JOB:
Reproduce exactly the lines from the one containing "label the black shoe, a point per instance." through the last line of the data, both ends included.

--- begin DATA TO USE ---

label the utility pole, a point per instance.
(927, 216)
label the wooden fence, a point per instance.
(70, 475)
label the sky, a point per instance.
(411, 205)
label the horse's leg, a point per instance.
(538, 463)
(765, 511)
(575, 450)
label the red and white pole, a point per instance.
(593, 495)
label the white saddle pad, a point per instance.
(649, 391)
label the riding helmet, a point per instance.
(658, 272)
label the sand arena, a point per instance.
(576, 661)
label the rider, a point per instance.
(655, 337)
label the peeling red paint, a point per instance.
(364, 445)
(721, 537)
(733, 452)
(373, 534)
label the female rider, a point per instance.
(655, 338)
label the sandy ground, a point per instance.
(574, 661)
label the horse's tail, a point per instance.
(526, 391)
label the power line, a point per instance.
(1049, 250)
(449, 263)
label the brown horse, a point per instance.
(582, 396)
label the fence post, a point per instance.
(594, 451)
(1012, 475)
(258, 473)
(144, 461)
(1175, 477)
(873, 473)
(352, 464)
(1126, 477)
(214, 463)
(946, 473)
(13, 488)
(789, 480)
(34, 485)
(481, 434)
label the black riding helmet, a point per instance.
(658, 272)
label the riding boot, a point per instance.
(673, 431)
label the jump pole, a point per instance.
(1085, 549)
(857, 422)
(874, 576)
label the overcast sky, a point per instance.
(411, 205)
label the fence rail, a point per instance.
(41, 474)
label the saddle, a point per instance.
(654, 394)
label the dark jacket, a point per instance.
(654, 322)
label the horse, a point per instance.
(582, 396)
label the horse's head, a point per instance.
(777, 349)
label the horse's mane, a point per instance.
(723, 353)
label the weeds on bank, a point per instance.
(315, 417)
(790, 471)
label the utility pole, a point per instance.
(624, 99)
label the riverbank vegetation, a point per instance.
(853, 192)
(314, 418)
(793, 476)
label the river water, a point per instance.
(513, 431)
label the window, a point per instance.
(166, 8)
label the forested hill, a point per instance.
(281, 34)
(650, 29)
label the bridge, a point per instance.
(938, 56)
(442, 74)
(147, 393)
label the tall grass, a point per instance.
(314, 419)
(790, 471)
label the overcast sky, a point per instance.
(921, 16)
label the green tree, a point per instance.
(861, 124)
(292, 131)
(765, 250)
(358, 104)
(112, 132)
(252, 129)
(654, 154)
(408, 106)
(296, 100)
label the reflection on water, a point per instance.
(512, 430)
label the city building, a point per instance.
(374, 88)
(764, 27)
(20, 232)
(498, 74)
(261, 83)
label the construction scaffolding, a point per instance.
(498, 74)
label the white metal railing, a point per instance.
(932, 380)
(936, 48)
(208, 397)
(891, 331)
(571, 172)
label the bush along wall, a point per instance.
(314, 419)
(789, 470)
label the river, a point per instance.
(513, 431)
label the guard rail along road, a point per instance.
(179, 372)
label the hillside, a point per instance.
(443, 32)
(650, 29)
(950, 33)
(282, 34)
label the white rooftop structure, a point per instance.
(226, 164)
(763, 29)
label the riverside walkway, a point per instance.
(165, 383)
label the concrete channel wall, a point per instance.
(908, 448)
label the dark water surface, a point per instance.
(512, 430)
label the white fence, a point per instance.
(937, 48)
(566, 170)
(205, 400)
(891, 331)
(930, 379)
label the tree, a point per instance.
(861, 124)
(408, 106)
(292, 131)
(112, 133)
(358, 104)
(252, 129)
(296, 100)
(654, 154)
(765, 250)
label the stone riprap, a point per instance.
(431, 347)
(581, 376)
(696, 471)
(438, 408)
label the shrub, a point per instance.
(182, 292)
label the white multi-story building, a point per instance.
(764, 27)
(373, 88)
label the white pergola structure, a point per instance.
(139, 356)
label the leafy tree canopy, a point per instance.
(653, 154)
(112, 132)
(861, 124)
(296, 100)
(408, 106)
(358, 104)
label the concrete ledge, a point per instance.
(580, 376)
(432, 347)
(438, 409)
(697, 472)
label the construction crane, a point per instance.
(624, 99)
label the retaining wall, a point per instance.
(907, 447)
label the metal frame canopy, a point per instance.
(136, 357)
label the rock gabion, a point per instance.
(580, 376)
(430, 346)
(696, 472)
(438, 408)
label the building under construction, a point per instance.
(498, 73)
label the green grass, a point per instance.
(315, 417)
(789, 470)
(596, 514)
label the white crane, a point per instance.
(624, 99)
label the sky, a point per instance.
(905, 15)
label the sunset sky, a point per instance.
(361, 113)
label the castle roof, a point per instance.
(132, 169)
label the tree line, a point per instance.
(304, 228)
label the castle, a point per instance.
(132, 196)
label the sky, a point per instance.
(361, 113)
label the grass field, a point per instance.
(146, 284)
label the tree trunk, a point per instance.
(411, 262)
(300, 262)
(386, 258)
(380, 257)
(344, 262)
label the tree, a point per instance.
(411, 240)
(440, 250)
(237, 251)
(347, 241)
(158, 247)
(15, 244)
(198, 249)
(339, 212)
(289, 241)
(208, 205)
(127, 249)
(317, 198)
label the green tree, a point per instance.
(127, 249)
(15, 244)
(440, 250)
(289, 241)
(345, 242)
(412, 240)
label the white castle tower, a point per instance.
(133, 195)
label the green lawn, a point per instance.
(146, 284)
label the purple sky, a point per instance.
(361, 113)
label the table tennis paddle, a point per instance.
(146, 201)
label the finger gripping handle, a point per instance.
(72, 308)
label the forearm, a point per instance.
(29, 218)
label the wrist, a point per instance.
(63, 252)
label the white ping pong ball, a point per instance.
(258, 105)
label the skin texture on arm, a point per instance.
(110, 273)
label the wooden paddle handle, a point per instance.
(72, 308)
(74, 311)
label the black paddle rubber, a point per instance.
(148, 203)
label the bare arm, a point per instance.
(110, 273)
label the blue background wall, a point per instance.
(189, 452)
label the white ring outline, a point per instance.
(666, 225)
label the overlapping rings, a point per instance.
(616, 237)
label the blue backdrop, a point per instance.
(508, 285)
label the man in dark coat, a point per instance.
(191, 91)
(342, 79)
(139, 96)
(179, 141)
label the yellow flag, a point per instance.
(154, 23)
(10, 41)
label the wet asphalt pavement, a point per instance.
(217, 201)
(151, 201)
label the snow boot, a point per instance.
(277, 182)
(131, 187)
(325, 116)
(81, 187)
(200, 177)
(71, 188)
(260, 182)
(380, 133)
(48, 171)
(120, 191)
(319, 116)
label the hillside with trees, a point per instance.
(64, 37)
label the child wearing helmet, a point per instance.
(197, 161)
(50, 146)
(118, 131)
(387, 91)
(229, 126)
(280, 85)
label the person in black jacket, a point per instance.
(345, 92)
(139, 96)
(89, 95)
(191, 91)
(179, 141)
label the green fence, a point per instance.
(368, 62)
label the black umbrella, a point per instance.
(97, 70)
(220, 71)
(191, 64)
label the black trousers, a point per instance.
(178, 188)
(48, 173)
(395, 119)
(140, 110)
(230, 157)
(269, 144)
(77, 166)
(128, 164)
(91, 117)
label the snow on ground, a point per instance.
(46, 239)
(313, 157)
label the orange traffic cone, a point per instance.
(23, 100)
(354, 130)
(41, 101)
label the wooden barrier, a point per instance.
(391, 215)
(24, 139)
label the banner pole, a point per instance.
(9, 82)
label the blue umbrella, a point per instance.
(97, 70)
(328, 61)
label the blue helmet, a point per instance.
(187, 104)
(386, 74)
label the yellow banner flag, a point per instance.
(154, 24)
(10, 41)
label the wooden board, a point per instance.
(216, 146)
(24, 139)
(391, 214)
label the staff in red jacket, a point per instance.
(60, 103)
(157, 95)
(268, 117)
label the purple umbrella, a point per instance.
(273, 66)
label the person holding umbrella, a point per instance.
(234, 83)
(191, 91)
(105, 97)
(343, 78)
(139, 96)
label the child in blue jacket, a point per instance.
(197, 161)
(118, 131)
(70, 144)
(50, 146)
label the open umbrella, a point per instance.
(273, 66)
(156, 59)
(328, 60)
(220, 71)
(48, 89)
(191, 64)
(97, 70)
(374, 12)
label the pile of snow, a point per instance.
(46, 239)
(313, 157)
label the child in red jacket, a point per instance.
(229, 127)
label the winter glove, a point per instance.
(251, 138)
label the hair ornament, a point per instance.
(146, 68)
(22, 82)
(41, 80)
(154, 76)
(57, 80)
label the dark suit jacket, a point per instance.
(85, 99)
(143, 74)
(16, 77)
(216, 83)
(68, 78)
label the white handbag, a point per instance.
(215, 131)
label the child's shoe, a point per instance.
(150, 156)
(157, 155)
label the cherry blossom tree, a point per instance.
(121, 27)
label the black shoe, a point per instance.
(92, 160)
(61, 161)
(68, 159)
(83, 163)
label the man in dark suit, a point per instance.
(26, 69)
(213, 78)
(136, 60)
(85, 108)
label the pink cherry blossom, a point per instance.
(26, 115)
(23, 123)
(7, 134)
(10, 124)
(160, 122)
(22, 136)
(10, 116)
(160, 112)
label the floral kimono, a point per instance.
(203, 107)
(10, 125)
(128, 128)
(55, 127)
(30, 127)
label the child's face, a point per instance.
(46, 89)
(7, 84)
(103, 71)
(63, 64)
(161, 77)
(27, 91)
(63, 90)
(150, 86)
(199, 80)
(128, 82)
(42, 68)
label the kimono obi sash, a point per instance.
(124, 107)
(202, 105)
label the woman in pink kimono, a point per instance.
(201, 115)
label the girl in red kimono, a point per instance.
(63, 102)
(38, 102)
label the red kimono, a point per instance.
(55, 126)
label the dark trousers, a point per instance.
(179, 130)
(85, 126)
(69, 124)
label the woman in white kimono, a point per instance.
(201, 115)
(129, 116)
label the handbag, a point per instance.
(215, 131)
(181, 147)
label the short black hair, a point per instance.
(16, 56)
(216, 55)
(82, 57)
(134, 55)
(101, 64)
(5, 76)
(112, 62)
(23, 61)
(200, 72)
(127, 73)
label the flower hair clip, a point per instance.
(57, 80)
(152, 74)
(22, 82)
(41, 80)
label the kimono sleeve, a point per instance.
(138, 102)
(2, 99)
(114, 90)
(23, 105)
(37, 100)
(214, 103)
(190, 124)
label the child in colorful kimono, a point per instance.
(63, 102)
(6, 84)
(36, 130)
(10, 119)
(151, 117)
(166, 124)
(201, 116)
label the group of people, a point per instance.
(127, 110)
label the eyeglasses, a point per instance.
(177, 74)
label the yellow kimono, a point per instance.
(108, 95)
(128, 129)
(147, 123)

--- end DATA TO USE ---

WRITTEN SOLUTION:
label the black shoe, a point per instance.
(92, 160)
(61, 161)
(68, 159)
(83, 163)
label the man in dark suit, a point per instance.
(26, 69)
(213, 78)
(136, 60)
(85, 108)
label the pink cherry blossom, a point per instance.
(26, 115)
(23, 123)
(7, 134)
(10, 124)
(160, 122)
(22, 136)
(10, 116)
(160, 112)
label the floral kimono, a point per instance.
(203, 107)
(10, 125)
(128, 128)
(55, 127)
(30, 127)
label the child's face, a point per instance.
(46, 89)
(7, 84)
(103, 71)
(63, 64)
(161, 77)
(27, 91)
(63, 90)
(150, 86)
(199, 80)
(128, 82)
(42, 68)
label the kimono obi sash, a point per instance.
(124, 107)
(202, 105)
label the woman in pink kimono, a point per instance.
(201, 115)
label the girl in red kimono, a point per instance.
(63, 102)
(38, 102)
label the red kimono, a point per instance.
(55, 126)
label the dark trousers, a point per instance.
(179, 130)
(85, 126)
(69, 124)
label the woman in white kimono, a point per instance.
(201, 115)
(129, 116)
label the handbag, a point per instance.
(215, 131)
(181, 147)
label the short black hair, a point per instance.
(16, 56)
(216, 55)
(82, 57)
(134, 55)
(101, 64)
(5, 76)
(112, 62)
(23, 61)
(200, 72)
(127, 73)
label the flower hair clip, a point per instance.
(57, 80)
(152, 74)
(22, 82)
(41, 80)
label the kimono sleeve, a point per instance.
(138, 102)
(2, 99)
(114, 90)
(23, 105)
(37, 100)
(214, 103)
(190, 124)
label the child in colorful kimono, a point per instance.
(63, 102)
(6, 84)
(36, 130)
(10, 119)
(151, 117)
(166, 124)
(201, 116)
label the group of people, a point per instance.
(127, 110)
label the eyeglasses, a point per instance.
(177, 74)
label the yellow kimono, a point per instance.
(108, 95)
(128, 129)
(147, 123)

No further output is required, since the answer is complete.